• EXERCISE GOAL: Report every line of the records that includes the word "house".

----------

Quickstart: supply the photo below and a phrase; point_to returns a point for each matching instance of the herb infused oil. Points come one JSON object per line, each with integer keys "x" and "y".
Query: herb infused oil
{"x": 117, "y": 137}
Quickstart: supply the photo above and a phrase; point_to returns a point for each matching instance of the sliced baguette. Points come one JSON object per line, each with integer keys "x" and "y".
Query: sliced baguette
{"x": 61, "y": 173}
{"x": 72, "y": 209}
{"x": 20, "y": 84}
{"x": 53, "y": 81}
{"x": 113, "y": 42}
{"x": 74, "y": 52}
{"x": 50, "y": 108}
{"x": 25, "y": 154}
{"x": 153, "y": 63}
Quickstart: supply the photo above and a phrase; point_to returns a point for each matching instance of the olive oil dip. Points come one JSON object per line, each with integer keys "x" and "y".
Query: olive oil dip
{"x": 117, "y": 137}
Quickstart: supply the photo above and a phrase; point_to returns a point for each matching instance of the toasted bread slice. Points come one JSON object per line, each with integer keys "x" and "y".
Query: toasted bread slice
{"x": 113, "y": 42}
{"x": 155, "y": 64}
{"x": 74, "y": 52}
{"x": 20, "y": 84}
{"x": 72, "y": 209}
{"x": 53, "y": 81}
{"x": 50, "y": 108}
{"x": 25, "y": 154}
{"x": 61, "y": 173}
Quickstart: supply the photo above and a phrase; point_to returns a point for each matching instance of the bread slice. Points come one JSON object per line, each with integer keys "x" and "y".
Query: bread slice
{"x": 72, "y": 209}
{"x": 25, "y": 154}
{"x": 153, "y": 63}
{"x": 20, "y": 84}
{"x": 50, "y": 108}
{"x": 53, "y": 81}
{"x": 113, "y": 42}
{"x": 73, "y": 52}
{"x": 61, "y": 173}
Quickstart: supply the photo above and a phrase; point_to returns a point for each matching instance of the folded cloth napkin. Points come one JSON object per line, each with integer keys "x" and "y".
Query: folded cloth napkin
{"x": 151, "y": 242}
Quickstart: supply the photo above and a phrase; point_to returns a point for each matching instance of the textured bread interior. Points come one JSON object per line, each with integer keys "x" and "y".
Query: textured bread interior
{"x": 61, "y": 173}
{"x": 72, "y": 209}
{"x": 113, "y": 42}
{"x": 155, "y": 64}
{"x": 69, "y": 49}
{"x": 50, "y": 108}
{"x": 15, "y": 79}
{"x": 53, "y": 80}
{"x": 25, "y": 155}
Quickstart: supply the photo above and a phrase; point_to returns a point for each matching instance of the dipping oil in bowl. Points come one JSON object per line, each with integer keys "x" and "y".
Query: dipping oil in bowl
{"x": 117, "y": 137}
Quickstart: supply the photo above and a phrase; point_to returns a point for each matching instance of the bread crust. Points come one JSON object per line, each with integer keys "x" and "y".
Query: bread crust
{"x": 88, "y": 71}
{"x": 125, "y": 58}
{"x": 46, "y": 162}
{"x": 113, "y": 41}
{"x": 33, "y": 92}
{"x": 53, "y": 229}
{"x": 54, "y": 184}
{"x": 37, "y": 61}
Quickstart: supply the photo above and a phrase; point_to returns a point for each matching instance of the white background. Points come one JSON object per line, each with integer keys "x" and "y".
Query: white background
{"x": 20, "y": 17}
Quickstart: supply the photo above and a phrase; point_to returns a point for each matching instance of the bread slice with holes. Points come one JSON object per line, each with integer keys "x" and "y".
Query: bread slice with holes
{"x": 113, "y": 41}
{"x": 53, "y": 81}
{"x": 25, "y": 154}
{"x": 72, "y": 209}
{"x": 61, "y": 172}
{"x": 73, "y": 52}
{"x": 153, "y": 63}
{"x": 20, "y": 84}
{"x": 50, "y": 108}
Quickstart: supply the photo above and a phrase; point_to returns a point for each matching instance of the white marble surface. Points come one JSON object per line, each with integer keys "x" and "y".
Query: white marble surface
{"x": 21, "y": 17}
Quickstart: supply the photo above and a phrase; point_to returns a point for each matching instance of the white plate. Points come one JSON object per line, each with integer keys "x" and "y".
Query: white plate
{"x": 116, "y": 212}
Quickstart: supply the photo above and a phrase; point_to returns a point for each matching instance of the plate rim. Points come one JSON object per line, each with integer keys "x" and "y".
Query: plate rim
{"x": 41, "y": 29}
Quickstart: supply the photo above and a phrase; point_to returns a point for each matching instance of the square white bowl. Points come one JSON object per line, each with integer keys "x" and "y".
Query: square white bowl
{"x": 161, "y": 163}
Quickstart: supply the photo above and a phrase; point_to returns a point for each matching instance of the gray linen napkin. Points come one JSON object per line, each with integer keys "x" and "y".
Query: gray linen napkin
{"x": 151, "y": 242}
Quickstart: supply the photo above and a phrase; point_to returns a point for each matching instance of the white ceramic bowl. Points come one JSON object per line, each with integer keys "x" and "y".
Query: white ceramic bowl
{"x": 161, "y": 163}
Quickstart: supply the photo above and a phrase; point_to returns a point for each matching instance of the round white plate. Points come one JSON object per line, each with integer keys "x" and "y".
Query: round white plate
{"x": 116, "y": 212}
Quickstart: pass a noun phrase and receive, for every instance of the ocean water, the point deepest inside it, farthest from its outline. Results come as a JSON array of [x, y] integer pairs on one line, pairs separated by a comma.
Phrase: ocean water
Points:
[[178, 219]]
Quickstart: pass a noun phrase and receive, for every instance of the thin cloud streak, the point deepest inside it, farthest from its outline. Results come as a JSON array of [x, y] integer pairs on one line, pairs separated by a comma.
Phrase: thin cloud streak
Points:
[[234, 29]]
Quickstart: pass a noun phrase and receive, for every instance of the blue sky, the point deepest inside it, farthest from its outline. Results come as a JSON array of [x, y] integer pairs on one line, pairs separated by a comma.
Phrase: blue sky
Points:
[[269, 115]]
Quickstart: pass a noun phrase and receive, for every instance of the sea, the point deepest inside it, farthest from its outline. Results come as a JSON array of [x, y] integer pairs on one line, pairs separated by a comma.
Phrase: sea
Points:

----------

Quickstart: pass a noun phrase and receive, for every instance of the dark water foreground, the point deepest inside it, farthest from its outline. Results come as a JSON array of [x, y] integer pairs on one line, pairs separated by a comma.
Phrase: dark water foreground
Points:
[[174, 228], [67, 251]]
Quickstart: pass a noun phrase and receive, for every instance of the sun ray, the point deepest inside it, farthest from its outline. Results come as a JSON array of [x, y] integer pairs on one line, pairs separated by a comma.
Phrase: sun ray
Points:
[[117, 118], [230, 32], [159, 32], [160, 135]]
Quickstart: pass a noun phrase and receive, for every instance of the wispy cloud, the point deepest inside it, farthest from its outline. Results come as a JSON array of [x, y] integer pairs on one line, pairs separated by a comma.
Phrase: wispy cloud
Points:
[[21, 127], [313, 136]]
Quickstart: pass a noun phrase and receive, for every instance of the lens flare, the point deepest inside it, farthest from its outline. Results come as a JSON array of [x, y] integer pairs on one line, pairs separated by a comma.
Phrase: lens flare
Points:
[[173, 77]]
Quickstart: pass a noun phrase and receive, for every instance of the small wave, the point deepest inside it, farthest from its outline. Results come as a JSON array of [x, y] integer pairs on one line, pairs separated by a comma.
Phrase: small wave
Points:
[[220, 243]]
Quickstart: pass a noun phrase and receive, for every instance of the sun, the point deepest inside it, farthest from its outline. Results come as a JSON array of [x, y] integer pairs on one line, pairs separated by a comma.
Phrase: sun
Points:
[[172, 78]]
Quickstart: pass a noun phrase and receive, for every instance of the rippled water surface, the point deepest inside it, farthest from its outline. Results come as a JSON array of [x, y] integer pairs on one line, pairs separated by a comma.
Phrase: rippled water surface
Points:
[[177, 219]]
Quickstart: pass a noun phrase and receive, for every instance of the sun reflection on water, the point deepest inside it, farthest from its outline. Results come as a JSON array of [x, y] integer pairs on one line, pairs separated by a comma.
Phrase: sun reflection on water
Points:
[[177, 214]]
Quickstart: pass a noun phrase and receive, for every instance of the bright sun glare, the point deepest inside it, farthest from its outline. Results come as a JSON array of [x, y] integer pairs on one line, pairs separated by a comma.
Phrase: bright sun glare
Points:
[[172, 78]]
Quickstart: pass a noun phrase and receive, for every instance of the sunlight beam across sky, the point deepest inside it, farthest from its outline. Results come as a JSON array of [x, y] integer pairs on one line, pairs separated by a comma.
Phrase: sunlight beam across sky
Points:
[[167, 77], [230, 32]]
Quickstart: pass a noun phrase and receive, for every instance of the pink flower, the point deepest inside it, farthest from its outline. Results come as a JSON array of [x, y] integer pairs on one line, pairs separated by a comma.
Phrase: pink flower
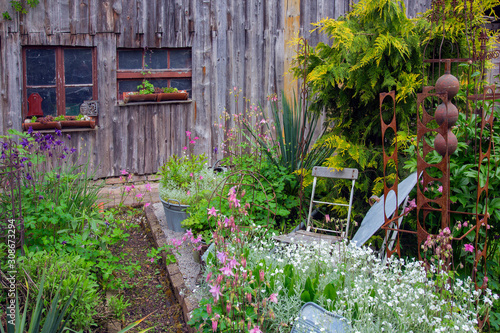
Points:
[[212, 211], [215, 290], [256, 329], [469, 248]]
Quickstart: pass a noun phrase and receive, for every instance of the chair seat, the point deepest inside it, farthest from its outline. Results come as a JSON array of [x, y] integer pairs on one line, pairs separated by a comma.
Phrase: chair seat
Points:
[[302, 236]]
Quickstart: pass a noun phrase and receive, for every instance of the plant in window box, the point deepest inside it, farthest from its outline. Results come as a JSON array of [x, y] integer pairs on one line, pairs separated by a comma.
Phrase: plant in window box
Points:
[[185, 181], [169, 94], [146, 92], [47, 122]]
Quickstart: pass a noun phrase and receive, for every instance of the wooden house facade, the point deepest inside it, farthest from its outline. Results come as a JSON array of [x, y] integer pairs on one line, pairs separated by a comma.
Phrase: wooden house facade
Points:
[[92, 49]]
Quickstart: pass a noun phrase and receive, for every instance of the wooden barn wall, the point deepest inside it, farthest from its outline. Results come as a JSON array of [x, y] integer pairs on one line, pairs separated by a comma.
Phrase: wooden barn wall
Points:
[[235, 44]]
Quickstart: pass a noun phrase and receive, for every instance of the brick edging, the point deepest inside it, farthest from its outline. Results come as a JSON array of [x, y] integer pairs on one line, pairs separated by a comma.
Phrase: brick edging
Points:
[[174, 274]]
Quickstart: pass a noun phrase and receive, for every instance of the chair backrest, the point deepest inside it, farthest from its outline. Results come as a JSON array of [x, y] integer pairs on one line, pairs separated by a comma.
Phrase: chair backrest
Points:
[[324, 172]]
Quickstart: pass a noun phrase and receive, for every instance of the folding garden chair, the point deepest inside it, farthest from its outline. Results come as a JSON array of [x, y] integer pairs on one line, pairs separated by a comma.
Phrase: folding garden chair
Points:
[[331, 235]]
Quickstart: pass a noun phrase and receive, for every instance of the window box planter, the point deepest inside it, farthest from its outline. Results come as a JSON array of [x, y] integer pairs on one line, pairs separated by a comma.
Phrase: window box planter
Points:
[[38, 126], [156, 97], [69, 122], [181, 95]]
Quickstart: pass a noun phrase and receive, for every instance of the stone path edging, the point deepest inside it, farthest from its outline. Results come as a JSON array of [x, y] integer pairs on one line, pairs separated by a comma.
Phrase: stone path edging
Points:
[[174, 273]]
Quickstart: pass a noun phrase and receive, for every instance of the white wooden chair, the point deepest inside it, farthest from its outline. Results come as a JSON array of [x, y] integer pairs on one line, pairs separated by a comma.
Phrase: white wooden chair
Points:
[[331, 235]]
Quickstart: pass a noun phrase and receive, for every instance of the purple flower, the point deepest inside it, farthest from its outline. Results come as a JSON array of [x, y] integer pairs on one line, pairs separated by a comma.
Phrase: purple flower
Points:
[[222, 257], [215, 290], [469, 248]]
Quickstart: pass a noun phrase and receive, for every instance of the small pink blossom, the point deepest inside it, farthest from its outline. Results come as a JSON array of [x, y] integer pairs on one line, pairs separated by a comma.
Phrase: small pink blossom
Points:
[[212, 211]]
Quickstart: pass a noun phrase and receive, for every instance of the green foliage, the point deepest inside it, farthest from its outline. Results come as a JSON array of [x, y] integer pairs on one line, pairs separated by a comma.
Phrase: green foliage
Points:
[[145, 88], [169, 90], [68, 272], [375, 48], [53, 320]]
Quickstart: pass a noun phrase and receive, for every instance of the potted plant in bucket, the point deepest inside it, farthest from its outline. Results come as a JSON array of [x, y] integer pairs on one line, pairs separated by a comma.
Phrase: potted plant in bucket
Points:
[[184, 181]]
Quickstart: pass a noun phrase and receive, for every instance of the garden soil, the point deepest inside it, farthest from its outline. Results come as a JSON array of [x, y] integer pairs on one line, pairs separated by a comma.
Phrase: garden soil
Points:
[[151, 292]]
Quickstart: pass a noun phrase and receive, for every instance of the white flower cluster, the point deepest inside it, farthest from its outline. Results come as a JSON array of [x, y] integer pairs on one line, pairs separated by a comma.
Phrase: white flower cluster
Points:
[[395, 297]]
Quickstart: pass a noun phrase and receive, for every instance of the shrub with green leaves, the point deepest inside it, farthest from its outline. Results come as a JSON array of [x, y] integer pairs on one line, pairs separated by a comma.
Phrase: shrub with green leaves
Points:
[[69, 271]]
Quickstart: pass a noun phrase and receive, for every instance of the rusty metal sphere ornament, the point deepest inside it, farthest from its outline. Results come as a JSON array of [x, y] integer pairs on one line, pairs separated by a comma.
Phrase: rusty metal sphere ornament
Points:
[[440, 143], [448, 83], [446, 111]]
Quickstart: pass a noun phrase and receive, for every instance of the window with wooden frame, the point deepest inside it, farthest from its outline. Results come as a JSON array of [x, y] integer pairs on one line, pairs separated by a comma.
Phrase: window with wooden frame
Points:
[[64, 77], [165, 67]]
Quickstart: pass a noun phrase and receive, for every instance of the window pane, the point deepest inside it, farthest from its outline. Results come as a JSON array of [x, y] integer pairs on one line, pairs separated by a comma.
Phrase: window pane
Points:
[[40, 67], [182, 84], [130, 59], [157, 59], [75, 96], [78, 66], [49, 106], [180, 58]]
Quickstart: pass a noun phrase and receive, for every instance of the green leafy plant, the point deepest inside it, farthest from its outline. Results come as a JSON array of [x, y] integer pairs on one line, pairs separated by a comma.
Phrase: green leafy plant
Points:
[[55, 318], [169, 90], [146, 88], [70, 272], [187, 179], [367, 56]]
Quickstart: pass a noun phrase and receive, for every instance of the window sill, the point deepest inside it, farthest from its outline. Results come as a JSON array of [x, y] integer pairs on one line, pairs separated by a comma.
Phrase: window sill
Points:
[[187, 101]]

----------

• WRITTEN SOLUTION:
Quickstart: pass a noun phrase and receive, for every instance of the wooden house facade, the point deepest inside it, farthest from its outline. Results come as a JSON array of [x, y] integer pairs on one line, pairs separated by a comma.
Phrase: wooden house facade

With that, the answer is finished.